─── Material for this exercise

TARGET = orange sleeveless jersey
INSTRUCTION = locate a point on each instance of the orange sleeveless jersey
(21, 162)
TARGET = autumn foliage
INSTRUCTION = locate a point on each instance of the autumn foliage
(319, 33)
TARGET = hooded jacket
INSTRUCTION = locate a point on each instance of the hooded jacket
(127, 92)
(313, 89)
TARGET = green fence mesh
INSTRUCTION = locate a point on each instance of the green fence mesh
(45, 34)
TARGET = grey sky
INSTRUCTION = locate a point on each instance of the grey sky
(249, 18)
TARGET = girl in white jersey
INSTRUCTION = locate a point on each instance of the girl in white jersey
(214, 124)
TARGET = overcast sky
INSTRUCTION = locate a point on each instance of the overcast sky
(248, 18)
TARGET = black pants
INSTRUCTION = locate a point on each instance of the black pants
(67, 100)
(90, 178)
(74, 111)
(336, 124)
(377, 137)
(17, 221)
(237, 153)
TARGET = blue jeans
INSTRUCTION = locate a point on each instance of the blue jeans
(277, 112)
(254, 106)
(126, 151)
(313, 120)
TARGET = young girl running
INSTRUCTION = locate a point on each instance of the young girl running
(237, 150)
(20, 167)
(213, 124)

──────
─── Material for this exercise

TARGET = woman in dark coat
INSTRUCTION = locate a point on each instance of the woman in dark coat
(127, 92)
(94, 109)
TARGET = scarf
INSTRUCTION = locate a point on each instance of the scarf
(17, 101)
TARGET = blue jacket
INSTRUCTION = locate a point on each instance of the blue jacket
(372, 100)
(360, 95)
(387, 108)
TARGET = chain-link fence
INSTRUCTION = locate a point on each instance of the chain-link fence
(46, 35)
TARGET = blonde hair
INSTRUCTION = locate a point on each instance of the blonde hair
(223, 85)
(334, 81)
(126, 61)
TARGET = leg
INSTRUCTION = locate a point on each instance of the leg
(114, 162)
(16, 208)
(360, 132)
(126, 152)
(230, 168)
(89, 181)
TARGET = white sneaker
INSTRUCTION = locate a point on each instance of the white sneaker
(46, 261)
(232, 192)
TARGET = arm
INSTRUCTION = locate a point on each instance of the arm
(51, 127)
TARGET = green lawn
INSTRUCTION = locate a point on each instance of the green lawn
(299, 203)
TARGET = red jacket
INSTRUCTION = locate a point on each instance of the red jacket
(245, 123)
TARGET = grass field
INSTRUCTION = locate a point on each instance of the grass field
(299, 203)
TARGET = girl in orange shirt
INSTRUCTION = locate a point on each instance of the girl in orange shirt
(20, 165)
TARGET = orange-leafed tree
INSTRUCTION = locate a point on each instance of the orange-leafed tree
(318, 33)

──────

What is expected
Copy out, word for word, the part of the entries above that begins at the line with "the orange sleeveless jersey" and ends at the line with "TARGET = green fence mesh", including both.

Written answer
INSTRUCTION = locate a point on each instance of the orange sleeveless jersey
(21, 162)
TARGET = autumn foliage
INSTRUCTION = locate a point on each instance of the autumn foliage
(319, 33)
TARGET = hooded jacket
INSTRUCTION = locate a point on each instance of the hooded jacket
(127, 92)
(313, 89)
TARGET = green fence mesh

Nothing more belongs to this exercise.